BEGIN Provided text

Tiruchi Siva is a member of the Parliament of India representing Tamil Nadu in the Rajya Sabha, the upper house of parliament. He is from the Dravida Munnetra Kazhagam party, and was elected in 1996, 2002, 2007, 2014 and 2020. He is a speaker and a writer.

Career
As a student, he was imprisoned for one year under the Maintenance of Internal Security Act (MISA) during the Emergency of 1976. In 1978 he was an organizer for the DMK District Student’s Wing. Between 1982 and 1992 he served as the Deputy Secretary of the DMK Youth Wing and later serving as the Secretary of the same between 1992 and 2007. He was the Propaganda Secretary of the DMK.

Has written articles in the Party’s official organ Murasoli and other magazines.

END Provided text
BEGIN Records supplied

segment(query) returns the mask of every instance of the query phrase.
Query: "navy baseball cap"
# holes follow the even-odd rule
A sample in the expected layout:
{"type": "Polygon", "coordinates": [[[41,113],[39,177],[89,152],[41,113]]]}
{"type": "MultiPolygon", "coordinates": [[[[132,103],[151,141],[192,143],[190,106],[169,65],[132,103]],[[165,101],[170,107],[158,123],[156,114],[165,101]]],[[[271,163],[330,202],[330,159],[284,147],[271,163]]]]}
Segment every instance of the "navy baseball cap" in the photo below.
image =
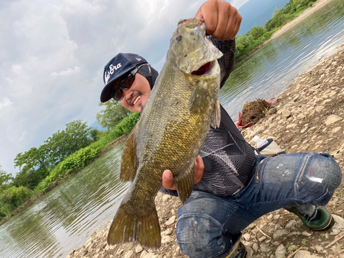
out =
{"type": "Polygon", "coordinates": [[[104,67],[104,83],[105,87],[100,94],[100,101],[107,102],[111,98],[112,84],[116,79],[129,73],[140,65],[148,63],[143,57],[136,54],[119,53],[104,67]]]}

END Records supplied

Set problem
Print the Tiruchi Siva profile above word for word, everything from "Tiruchi Siva is" down to "of the DMK.".

Expected output
Tiruchi Siva is a member of the Parliament of India representing Tamil Nadu in the Rajya Sabha, the upper house of parliament. He is from the Dravida Munnetra Kazhagam party, and was elected in 1996, 2002, 2007, 2014 and 2020. He is a speaker and a writer.

Career
As a student, he was imprisoned for one year under the Maintenance of Internal Security Act (MISA) during the Emergency of 1976. In 1978 he was an organizer for the DMK District Student’s Wing. Between 1982 and 1992 he served as the Deputy Secretary of the DMK Youth Wing and later serving as the Secretary of the same between 1992 and 2007. He was the Propaganda Secretary of the DMK.